■ WRITTEN REQUEST
Rewrite the material below so that "top-left corner" becomes "upper-left corner" wherever it occurs, keeping every other character the same.

━━━━━━━━━━━━━━━━

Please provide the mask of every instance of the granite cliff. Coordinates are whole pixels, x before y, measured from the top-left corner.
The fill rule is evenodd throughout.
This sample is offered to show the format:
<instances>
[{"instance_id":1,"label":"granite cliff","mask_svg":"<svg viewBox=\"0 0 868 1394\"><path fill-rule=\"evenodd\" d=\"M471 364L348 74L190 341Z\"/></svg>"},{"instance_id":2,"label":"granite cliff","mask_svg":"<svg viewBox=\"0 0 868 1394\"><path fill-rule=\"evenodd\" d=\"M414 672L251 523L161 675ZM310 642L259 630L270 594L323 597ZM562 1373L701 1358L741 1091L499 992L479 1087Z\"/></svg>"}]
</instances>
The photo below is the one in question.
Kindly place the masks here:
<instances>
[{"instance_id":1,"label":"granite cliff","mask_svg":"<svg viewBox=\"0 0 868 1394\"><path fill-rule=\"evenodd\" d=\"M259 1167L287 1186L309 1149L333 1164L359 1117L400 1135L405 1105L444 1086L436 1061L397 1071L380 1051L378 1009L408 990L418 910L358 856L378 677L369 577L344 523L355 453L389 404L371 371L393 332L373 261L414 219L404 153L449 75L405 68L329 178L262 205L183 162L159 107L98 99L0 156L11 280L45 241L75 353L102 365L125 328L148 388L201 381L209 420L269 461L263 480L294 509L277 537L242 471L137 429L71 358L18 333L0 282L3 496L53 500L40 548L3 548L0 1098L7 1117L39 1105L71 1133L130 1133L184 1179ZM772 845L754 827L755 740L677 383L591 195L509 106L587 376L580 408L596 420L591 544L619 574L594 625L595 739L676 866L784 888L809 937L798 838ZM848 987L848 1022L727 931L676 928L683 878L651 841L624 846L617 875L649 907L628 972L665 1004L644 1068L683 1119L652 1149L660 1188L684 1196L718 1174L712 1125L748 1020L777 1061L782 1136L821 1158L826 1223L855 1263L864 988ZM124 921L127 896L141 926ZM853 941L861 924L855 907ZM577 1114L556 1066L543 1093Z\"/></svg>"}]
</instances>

━━━━━━━━━━━━━━━━

■ EXERCISE OUTPUT
Please provide the mask of every instance of the granite cliff. Coordinates are whole pixels, x before y, measured from the upper-left corner.
The fill rule is evenodd throughout.
This sample is offered to show the format:
<instances>
[{"instance_id":1,"label":"granite cliff","mask_svg":"<svg viewBox=\"0 0 868 1394\"><path fill-rule=\"evenodd\" d=\"M471 364L348 74L190 341Z\"/></svg>"},{"instance_id":2,"label":"granite cliff","mask_svg":"<svg viewBox=\"0 0 868 1394\"><path fill-rule=\"evenodd\" d=\"M414 672L251 523L161 675ZM310 642L259 630L270 594L323 597ZM562 1373L701 1358L741 1091L499 992L479 1087Z\"/></svg>"}]
</instances>
The photo below is the one in question.
Kindly place the masks here:
<instances>
[{"instance_id":1,"label":"granite cliff","mask_svg":"<svg viewBox=\"0 0 868 1394\"><path fill-rule=\"evenodd\" d=\"M259 1167L287 1186L309 1149L333 1164L359 1117L400 1135L405 1105L444 1086L436 1061L397 1071L380 1051L378 1009L408 990L418 910L358 856L378 677L369 577L344 523L355 453L389 404L371 371L393 332L373 261L414 219L404 153L449 75L405 68L329 178L262 205L183 162L159 107L98 99L0 156L11 280L45 241L75 353L102 365L125 328L148 388L201 381L209 420L269 461L263 480L294 509L277 537L242 471L137 429L71 358L18 333L0 282L3 496L53 500L40 548L3 548L0 1098L7 1117L39 1105L71 1133L130 1133L184 1179ZM772 845L754 827L755 740L677 383L591 195L509 106L587 376L580 408L596 420L591 544L619 574L594 625L595 739L676 866L784 888L809 937L798 838ZM848 987L848 1022L727 931L676 928L683 878L651 841L624 846L617 875L649 907L628 972L665 1004L644 1068L683 1119L652 1149L660 1188L684 1196L718 1174L712 1125L748 1020L777 1061L782 1136L821 1158L826 1223L855 1263L864 988ZM124 921L127 896L141 926ZM853 941L861 924L855 907ZM577 1114L556 1066L543 1093Z\"/></svg>"}]
</instances>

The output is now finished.